----- Document
To the extent that indemnification for liabilities arising under the Securities Act may be permitted for our directors, officers and controlling persons, we have been advised that in the opinion of the SEC such indemnification is against public policy as expressed in the Securities Act and is, therefore, unenforceable.
Gryphon Gold Corporation was formed under the laws of the State of Nevada on April 24, 2003.
Our principal business offices are located at 390 Union Blvd., Suite 360, Lakewood, Colorado 80228, and our telephone number is 303-988-5777. We also have an administrative and financing office in Canada at Suite 810, 1130 West Pender Street, Vancouver, British Columbia, Canada V6E 4A4, and our telephone number there is 604-261-2229.
We own 100% of the issued and outstanding shares of our operating subsidiary, Borealis Mining Company. We have no other subsidiary. Borealis Mining Company was formed under the laws of the State of Nevada on June 5, 2003.
----------
----- Data extract
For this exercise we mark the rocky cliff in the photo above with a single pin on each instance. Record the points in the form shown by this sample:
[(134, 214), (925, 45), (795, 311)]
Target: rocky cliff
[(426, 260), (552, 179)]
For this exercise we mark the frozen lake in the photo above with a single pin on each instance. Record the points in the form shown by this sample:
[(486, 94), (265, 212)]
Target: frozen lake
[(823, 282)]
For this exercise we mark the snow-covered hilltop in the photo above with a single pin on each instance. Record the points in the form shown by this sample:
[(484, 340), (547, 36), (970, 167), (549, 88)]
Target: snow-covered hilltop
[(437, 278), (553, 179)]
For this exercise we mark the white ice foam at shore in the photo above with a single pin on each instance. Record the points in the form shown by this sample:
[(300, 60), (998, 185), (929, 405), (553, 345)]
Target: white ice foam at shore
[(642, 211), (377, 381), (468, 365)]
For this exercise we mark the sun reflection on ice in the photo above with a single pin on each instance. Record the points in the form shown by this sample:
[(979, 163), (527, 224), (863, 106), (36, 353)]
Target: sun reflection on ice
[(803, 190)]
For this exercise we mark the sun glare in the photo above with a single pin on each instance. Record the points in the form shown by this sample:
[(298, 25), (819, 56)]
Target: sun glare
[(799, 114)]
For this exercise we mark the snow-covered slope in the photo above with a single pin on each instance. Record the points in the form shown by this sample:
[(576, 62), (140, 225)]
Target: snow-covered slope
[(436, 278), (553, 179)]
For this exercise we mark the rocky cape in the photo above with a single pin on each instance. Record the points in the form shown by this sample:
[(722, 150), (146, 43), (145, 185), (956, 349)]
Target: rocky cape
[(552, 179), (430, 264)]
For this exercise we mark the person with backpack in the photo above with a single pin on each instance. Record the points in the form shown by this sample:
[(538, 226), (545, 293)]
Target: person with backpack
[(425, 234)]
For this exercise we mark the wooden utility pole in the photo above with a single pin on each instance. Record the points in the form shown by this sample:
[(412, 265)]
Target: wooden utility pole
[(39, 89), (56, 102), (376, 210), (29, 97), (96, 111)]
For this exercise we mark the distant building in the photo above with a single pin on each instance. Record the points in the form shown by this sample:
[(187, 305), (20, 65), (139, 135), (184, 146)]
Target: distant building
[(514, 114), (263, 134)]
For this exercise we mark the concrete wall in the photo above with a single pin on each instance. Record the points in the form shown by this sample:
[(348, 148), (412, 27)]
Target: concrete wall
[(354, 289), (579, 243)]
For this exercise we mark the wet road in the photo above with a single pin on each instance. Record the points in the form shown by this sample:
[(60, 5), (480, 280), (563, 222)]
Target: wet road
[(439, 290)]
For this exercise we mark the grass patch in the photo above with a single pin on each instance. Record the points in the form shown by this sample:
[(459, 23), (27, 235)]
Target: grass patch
----------
▸ **Given problem 1**
List each U.S. state and Canadian province named in the Gryphon Gold passage, naming each one once.
▸ **Given problem 2**
Duplicate the part of the Gryphon Gold passage that opens with the words containing "Gryphon Gold Corporation" and closes with "June 5, 2003.".
▸ **Given problem 3**
Carry the Gryphon Gold passage forward by writing the next part after its last sentence.
These entries have no connection to the Gryphon Gold passage.

▸ **Final result 1**
Nevada
Colorado
British Columbia

▸ **Final result 2**
Gryphon Gold Corporation was formed under the laws of the State of Nevada on April 24, 2003.
Our principal business offices are located at 390 Union Blvd., Suite 360, Lakewood, Colorado 80228, and our telephone number is 303-988-5777. We also have an administrative and financing office in Canada at Suite 810, 1130 West Pender Street, Vancouver, British Columbia, Canada V6E 4A4, and our telephone number there is 604-261-2229.
We own 100% of the issued and outstanding shares of our operating subsidiary, Borealis Mining Company. We have no other subsidiary. Borealis Mining Company was formed under the laws of the State of Nevada on June 5, 2003.

▸ **Final result 3**
We were established as a private company in April 2003 by our two co-founders, Albert Matter and Allen Gordon, to acquire and develop gold properties in the United States. Our objective is to establish a producing gold company through the development and extraction of gold deposits.
In July 2003, through our wholly-owned subsidiary Borealis Mining, we acquired from Golden Phoenix an option to earn up to a 70% joint venture interest in the mining lease for the Borealis Property (July 2003 Option and Joint Venture Agreement) by making qualified development expenditures on that property.
In October 2003, we engaged Behre Dolbear & Company, Inc., mining consultants, to prepare a preliminary scoping study for the redevelopment of the Borealis Property. Behre Dolbear prepared a report entitled Preliminary Scoping Study dated June 7, 2004, which we refer to as the Behre Dolbear Report.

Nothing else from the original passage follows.